Work required:
Quote the forum thread on dry suits for winter wading word for word, between "## Old Dead" and "(Feb 1, 2015)", inclusive.

Extract provided:

** Begin **

# dry suit for winter wading??



## Old Dead River (Jan 31, 2015)

unless I am wading in a place where I know absolutely every nook and cranny in the bottom and drop off etc I will no longer be wading in chest waders in late winter early spring. It's just too risky. I've been doing some research and it seems that there are people that are wearing these dry suits which are different than wet suits in that they keep the water out.

Anyone have any recommendations? I know gore-tex make a new one this breathable but that's too rich for my blood


----------



## fish hawk (Feb 1, 2015)

Old Dead River said:


> unless I am wading in a place where I know absolutely every nook and cranny in the bottom and drop off etc I will no longer be wading in chest waders in late winter early spring. It's just too risky. I've been doing some research and it seems that there are people that are wearing these dry suits which are different than wet suits in that they keep the water out.
> 
> Anyone have any recommendations? I know gore-tex make a new one this breathable but that's too rich for my blood



No such thing as a cheap dry suit, you could however get a 7 mm wet suit,not cheap either.You do know they make wading belts?That coupled with a life jacket should keep you safer while wearing waders.

** End **

Supplied material:
** Begin **

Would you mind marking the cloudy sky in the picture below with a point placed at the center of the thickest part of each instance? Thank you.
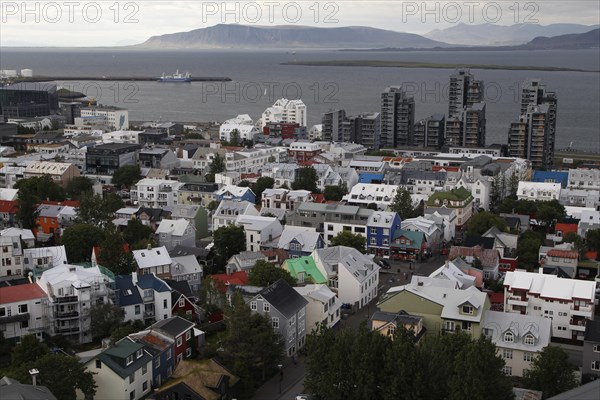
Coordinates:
(75, 23)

** End **

Full solution:
## Old Dead River (Jan 31, 2015)

unless I am wading in a place where I know absolutely every nook and cranny in the bottom and drop off etc I will no longer be wading in chest waders in late winter early spring. It's just too risky. I've been doing some research and it seems that there are people that are wearing these dry suits which are different than wet suits in that they keep the water out.

Anyone have any recommendations? I know gore-tex make a new one this breathable but that's too rich for my blood


----------



## fish hawk (Feb 1, 2015)